What is expected:
Write the lines below as a two-column CSV headed text and answer. Give one row for each line that asks something, with that line in text and the point or points after it in answer, each field in double quotes and any line breaks turned into spaces, and leave the pictures out.

Given data:
————
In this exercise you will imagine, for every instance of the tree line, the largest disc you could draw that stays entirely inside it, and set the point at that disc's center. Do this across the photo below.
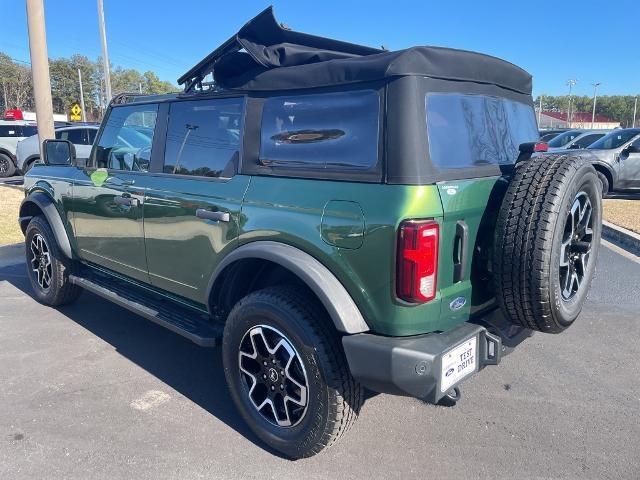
(16, 89)
(618, 108)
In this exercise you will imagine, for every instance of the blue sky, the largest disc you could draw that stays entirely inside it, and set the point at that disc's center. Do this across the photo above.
(554, 40)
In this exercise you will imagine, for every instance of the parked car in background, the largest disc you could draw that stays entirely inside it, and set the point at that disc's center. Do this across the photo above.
(82, 137)
(616, 158)
(546, 135)
(314, 217)
(12, 132)
(583, 139)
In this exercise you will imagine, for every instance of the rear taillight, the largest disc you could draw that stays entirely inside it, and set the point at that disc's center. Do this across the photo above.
(417, 260)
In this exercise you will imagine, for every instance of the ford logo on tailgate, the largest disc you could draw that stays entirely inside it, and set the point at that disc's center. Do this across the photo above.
(457, 303)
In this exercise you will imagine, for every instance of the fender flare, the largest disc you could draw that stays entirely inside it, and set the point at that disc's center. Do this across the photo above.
(49, 210)
(342, 309)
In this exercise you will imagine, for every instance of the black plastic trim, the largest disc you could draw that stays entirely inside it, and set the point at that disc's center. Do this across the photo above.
(48, 208)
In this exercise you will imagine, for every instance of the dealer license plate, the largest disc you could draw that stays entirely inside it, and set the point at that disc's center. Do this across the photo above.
(458, 363)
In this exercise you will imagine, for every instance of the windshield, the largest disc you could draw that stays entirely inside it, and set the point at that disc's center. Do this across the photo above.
(564, 138)
(615, 139)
————
Response to the exercise:
text,answer
"In this exercise you will imagine, for every instance of the tree line, the largest disc you could draw that stays entirely inside it, and set the point at that disc's center. Do this across the photo below.","(16, 89) (618, 108)"
"In this exercise you will imagine, for every instance of the blue sky, the largest disc you could draw that stays entirely inside it, and set the point at that disc's center. Do this across the photo above.","(554, 40)"
"In this exercise you will imagine, for every instance of the parked car in background, the largest disc you could draw that stays entirely inside it, and set the point at that disc's center. Do this across the photo above.","(82, 137) (616, 158) (546, 135) (314, 217) (12, 132) (583, 139)"
"In this exercise you will imagine, for every instance of the rear taillight, the largest disc you could draw that stays entirely inside it, and set the point at that disc's center. Do this across the photo above.","(417, 260)"
"In this exercise you will imagine, for every instance of the ford logo on tailgate, the largest disc you could draw that stays entirely inside it, and set the point at that disc's center. Do this across the photo above.","(457, 303)"
"In this exercise you will imagine, for every instance of the fender flare, the largest disc you could draw that stays entirely inside it, and set the point at that disc's center. Do this across the photo above.","(49, 210) (342, 309)"
"In this exercise you will imagine, for every instance of the black plastic trim, the largest disc you could draw that stays entirely inside it, and set the point at that disc's center. Do this across the photo above.","(48, 208)"
"In this exercise you will imagine, for every instance of the dealer license plate, the largest disc you could draw that stays entirely inside it, and set the point at that disc's center. Do this across the photo above.","(458, 363)"
"In this exercise you will imagine, for every instance of the windshield, the largest disc you could draw that stays entirely inside it, and set the point at that disc's center. Do this across the photo above.","(564, 138) (615, 139)"